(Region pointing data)
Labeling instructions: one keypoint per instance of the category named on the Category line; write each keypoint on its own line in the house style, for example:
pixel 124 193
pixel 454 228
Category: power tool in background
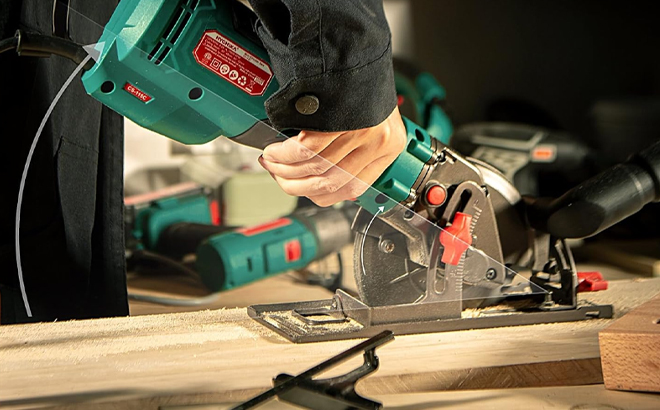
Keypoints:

• Task to complete: Nothing but an exact copy of the data above, minus its pictures, should appear in the response.

• Exercise output:
Labeling instructions: one keypoint per instance of the category named on the Category line; write each keypoint on its own line in the house style, for example:
pixel 124 193
pixel 454 228
Category: power tool in background
Keypoints:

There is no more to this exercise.